» TASK BRIEF
From the first line to the last, write out the data below exactly.

START DATASET

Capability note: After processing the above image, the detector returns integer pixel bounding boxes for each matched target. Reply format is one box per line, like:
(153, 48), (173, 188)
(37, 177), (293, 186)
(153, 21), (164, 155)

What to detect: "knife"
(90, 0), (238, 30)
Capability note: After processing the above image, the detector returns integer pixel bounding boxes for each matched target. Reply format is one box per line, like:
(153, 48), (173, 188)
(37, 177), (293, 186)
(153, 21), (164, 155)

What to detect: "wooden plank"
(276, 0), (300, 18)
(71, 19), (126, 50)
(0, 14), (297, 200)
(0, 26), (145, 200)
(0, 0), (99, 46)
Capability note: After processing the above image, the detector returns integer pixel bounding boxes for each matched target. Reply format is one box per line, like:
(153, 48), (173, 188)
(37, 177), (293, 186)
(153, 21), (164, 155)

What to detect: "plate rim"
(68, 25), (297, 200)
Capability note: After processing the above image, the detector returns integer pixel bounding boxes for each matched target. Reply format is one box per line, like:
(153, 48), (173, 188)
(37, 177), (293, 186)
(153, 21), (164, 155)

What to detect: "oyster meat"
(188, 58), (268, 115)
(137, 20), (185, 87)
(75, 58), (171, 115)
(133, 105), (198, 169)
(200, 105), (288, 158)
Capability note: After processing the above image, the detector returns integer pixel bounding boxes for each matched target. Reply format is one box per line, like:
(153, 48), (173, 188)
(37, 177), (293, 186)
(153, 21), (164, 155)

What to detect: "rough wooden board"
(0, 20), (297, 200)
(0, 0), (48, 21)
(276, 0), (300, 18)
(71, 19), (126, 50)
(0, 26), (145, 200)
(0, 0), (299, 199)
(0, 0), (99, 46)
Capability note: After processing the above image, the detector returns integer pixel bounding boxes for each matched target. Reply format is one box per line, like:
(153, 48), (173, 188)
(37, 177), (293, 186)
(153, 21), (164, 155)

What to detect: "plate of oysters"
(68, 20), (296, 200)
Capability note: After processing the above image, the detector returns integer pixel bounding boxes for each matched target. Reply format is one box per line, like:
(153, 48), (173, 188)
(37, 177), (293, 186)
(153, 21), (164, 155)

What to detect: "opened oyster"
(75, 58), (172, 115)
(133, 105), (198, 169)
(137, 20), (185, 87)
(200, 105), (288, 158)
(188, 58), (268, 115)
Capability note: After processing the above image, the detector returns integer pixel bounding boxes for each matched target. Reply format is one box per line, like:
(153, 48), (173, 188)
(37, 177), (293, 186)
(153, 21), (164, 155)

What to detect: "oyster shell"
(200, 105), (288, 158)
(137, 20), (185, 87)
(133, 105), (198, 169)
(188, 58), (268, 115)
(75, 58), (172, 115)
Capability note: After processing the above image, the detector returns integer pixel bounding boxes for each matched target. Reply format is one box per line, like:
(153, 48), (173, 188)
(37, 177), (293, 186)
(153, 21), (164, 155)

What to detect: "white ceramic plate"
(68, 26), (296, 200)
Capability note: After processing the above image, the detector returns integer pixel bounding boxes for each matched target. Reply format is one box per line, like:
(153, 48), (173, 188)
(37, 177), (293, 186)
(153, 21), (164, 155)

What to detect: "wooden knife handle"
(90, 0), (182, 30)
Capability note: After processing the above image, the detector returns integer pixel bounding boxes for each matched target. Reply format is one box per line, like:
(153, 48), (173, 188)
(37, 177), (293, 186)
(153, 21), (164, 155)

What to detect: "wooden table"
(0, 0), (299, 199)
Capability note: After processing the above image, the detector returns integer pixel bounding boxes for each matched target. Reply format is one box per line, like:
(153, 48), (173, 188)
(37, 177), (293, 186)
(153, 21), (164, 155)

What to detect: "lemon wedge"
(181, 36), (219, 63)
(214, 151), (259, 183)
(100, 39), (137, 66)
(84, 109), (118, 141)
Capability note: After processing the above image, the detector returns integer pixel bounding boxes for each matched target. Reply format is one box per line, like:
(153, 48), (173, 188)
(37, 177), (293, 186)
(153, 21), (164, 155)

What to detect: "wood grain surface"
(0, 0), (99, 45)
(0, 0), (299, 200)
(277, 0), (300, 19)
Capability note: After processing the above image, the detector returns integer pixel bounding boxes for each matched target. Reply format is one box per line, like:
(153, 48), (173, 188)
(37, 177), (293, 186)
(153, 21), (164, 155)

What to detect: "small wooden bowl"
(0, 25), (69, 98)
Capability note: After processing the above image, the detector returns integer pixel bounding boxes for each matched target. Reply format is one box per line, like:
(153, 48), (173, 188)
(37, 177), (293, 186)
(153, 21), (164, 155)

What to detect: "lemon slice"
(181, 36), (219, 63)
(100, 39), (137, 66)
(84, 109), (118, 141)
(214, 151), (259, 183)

END DATASET

» ANSWER AREA
Capability note: After processing the above image, the detector returns integer pixel bounding boxes for each matched target. Reply format is one box per line, like:
(153, 48), (173, 188)
(37, 177), (293, 186)
(153, 21), (164, 155)

What to detect: "knife"
(90, 0), (238, 30)
Capability note: After processing the above image, the detector returns integer pixel bounding boxes for each matched target. Reply format is one box per line, like:
(153, 48), (173, 188)
(37, 177), (293, 186)
(153, 21), (164, 155)

What to detect: "wooden plank"
(276, 0), (300, 18)
(71, 19), (126, 50)
(0, 14), (297, 200)
(0, 26), (145, 200)
(0, 0), (99, 46)
Capability note: After processing the above image, the detector returns integer pixel bounding boxes for each matched target. Reply format is one box per line, like:
(153, 48), (173, 188)
(37, 177), (293, 186)
(153, 21), (164, 155)

What to detect: "plate rim"
(68, 25), (297, 200)
Capability note: After processing the above image, the detector returns integer pixel bounding boxes for each matched target. Reply format is one box per line, like:
(153, 48), (173, 188)
(37, 177), (293, 186)
(153, 21), (164, 155)

What to detect: "oyster meat"
(188, 58), (268, 115)
(137, 20), (185, 87)
(75, 58), (171, 115)
(133, 105), (198, 169)
(200, 105), (288, 158)
Capability note: After processing the above image, the detector returns integer pixel bounding boxes for each matched target. Reply format is one box per line, like:
(153, 48), (173, 188)
(37, 177), (293, 186)
(153, 21), (164, 155)

What to detect: "rough wooden board"
(0, 20), (297, 200)
(0, 0), (48, 21)
(276, 0), (300, 18)
(71, 19), (126, 50)
(0, 26), (145, 200)
(0, 0), (299, 199)
(0, 0), (99, 46)
Capability note: After processing the above image, the detector returns integer pixel bounding boxes for each matched target. Reply format is one box per line, like:
(153, 48), (173, 188)
(37, 177), (293, 186)
(153, 21), (164, 155)

What to detect: "plate of oysters"
(68, 20), (296, 200)
Capability note: After processing the above image, the detector returns integer pixel bounding boxes for each matched target. Reply format is one box per line, like:
(153, 48), (173, 188)
(37, 177), (293, 186)
(153, 21), (164, 155)

What to detect: "opened oyster"
(75, 58), (172, 115)
(133, 105), (198, 169)
(137, 20), (185, 87)
(200, 105), (288, 158)
(188, 58), (268, 115)
Capability note: After processing the above image, the detector returns integer pixel bounding boxes for each matched target. Reply format is one box per line, like:
(153, 48), (173, 188)
(37, 177), (293, 186)
(153, 21), (164, 155)

What to detect: "oyster shell"
(200, 105), (288, 158)
(137, 20), (185, 87)
(133, 105), (198, 169)
(188, 58), (268, 115)
(75, 58), (172, 115)
Capability note: After processing the above image, the detector returns integer pixel bounding boxes for each matched target. Reply format is one box per line, like:
(153, 48), (173, 188)
(37, 177), (293, 186)
(153, 21), (164, 155)

What to detect: "white ceramic plate"
(68, 26), (296, 200)
Capability note: After processing the above image, the detector returns integer pixel bounding boxes for each matched target. Reply format is one box per line, like:
(153, 48), (173, 188)
(37, 177), (293, 186)
(153, 21), (164, 155)

What to detect: "wooden knife handle"
(90, 0), (182, 30)
Capability note: After processing the above image, the detector returns integer pixel bounding boxes for each matched target. Reply format is one box per line, like:
(153, 48), (173, 188)
(37, 177), (293, 186)
(153, 21), (164, 155)

What to detect: "wooden table"
(0, 0), (299, 199)
Capability note: After processing the above image, the detector returns integer pixel bounding boxes for each matched target. Reply format is one box per line, like:
(153, 48), (173, 188)
(37, 177), (293, 186)
(153, 21), (164, 155)

What to detect: "lemon wedge"
(181, 36), (219, 63)
(214, 151), (259, 183)
(100, 39), (137, 66)
(84, 109), (118, 141)
Capability note: After processing the above image, the detector returns integer pixel bounding boxes for each matched target. Reply format is one box per line, like:
(153, 48), (173, 188)
(37, 177), (293, 186)
(153, 21), (164, 155)

What to detect: "wood grain surface"
(0, 0), (99, 45)
(0, 0), (299, 200)
(277, 0), (300, 19)
Capability note: After processing the above image, the detector returns integer pixel bounding boxes for each matched target. Reply format is one box per line, like:
(153, 48), (173, 188)
(37, 177), (293, 186)
(153, 21), (164, 155)

What to detect: "small wooden bowl"
(0, 25), (69, 98)
Capability note: After processing the above image, the detector returns integer pixel bounding boxes for each matched target. Reply format is one box per line, like:
(153, 48), (173, 188)
(37, 177), (293, 186)
(153, 21), (164, 155)

What to detect: "lemon slice"
(181, 36), (219, 63)
(100, 39), (137, 66)
(84, 109), (118, 141)
(214, 151), (259, 183)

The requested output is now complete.